Return every item below verbatim, line for line, with the images omitted.

-- START Excerpted data --

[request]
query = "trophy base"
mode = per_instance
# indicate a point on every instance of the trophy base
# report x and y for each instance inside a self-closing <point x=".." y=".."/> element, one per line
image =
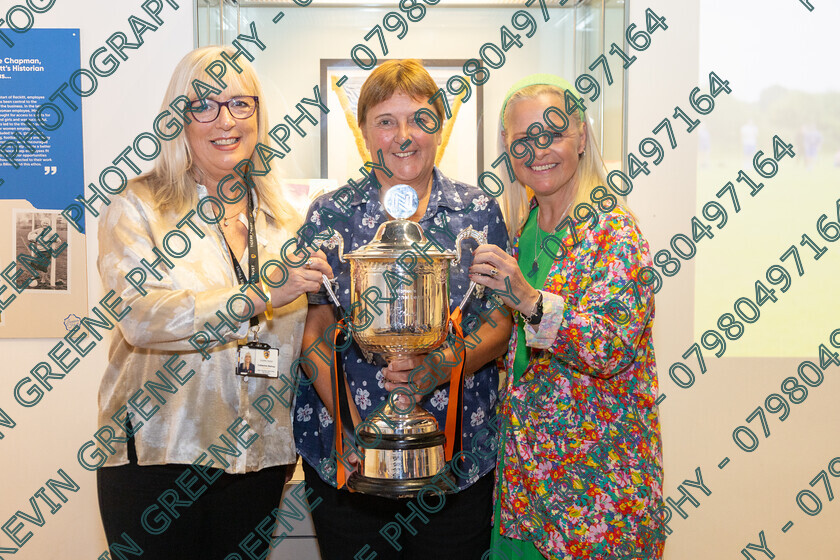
<point x="396" y="489"/>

-- END Excerpted data --

=== Full output ===
[request]
query = "trophy base"
mode = per_instance
# indicate a point on every instance of the trophy base
# report x and y for each instance inside a self-closing <point x=".." y=".."/> element, one per line
image =
<point x="396" y="489"/>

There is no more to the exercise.